The community closes in around you; you talk to neighbours more, co-workers drag bin bags full of clothes in on the bus of a morning, you stop local politicians to complain about the lack of childcare. The diocese closed my school after I left (though that wasn’t the reason) and I hadn’t been back until last week when we went to visit the creche that’s now in part of the beautiful old sandstone building. There’s a monkey maze in the chapel and none of pupils were smoking in the toilets.

What else? We had the pleasure of having comedian Jarlath Regan — who’d recently become a dad — do a short set at one of our Christmas parties some years ago. The Irishman Abroad host said, essentially, that having a baby is like a bomb going off in your life… and your friends could not care less.

This is true (everyone cares of course, but ultimately, you’re on your own) and since our arrival, I’ve realised what a piddling effort I’ve made in the past with friends who’ve gone through this ridiculous process. Texting queries from the pub and maybe popping in with a soft toy was about the extent of my curiousity or assistance. I’ll be a bit more equipped in the future to help buddies and look forward to telling them that ‘the first six weeks are the hardest’.

▶ _Directions for this task_
Copy out the passage on becoming a parent word for word, from "This is true" up to and including "are the hardest’.".

▶ _Dataset excerpts_
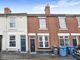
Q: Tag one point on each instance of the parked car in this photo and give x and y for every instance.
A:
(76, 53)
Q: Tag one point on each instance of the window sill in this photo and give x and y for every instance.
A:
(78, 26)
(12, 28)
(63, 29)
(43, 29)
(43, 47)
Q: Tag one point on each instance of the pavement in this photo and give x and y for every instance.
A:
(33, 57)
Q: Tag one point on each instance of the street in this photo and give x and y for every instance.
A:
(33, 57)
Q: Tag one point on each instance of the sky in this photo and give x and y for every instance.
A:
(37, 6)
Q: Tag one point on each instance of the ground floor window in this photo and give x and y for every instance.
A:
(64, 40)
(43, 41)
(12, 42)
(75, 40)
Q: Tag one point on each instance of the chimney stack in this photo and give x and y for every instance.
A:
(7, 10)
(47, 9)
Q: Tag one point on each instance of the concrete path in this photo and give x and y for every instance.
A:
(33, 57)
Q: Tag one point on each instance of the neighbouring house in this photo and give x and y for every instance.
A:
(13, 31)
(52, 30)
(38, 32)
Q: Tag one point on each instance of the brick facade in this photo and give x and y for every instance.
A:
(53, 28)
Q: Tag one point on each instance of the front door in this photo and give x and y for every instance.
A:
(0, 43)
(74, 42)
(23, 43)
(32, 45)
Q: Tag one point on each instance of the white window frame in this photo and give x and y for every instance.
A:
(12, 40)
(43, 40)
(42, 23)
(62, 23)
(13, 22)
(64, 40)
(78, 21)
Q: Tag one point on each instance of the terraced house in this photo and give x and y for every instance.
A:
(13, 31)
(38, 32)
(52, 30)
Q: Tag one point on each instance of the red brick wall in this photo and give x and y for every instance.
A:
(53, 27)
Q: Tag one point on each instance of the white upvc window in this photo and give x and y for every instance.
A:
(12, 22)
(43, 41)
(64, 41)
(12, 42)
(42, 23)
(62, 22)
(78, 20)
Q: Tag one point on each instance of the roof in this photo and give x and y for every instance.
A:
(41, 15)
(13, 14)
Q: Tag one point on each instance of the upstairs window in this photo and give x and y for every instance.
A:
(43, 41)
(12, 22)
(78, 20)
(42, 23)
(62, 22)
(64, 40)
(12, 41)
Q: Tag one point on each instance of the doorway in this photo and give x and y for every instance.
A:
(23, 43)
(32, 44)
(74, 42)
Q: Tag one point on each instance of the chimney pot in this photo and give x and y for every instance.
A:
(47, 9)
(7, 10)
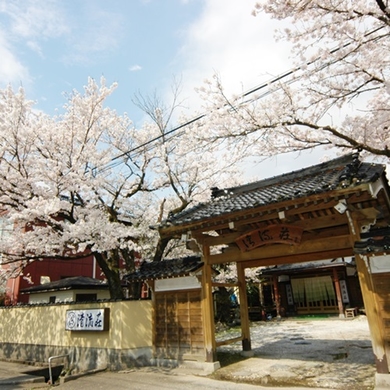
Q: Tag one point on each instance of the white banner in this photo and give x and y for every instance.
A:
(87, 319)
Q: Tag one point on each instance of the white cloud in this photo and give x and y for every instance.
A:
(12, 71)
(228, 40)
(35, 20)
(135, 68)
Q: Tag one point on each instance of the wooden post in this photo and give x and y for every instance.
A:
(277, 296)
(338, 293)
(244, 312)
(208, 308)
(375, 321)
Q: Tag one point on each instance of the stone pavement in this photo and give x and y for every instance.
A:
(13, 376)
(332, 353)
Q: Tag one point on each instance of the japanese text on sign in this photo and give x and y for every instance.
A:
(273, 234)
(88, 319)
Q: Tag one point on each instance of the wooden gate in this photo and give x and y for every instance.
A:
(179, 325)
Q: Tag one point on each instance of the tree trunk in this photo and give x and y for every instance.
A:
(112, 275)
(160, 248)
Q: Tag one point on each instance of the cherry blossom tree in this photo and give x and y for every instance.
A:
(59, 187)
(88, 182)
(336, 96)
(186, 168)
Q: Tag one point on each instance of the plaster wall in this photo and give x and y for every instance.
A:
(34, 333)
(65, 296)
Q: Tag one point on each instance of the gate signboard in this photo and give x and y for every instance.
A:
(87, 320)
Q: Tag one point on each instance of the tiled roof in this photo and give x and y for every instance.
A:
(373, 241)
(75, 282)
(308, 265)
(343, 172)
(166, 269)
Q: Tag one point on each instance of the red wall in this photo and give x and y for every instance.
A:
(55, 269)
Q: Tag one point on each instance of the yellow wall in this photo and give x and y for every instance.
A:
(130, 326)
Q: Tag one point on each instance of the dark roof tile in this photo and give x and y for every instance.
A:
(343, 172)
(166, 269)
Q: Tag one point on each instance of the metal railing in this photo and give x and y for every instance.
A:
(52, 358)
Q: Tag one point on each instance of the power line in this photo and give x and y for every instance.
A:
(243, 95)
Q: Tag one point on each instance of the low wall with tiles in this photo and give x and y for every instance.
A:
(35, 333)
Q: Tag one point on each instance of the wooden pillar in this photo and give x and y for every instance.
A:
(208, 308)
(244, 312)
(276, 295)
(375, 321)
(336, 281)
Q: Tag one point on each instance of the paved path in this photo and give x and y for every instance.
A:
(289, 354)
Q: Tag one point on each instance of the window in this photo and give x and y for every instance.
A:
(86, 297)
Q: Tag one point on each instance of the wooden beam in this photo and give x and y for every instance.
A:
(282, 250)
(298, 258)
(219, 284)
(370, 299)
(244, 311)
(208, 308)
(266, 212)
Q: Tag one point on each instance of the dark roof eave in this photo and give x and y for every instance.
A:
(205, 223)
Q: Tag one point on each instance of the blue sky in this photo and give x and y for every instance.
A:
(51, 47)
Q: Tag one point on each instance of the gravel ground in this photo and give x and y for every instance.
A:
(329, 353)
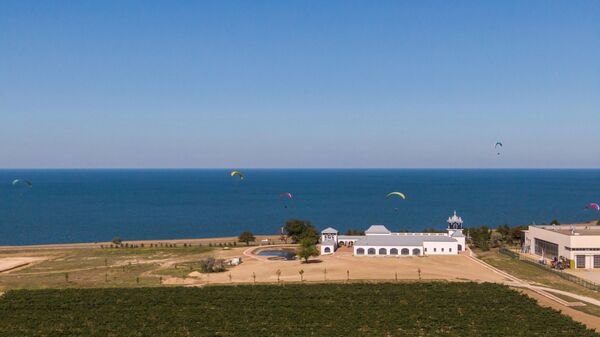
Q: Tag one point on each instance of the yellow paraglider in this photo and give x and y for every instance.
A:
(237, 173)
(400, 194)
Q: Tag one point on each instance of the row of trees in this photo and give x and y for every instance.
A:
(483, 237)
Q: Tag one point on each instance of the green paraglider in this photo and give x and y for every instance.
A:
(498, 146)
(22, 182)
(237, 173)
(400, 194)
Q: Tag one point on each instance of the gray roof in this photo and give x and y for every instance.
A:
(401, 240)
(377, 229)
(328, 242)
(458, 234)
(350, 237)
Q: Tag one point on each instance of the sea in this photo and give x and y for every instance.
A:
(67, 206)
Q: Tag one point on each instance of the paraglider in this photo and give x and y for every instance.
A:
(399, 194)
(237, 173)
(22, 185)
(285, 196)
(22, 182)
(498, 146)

▶ _Exercise answer_
This is true (everyone cares of course, but ultimately, you’re on your own) and since our arrival, I’ve realised what a piddling effort I’ve made in the past with friends who’ve gone through this ridiculous process. Texting queries from the pub and maybe popping in with a soft toy was about the extent of my curiousity or assistance. I’ll be a bit more equipped in the future to help buddies and look forward to telling them that ‘the first six weeks are the hardest’.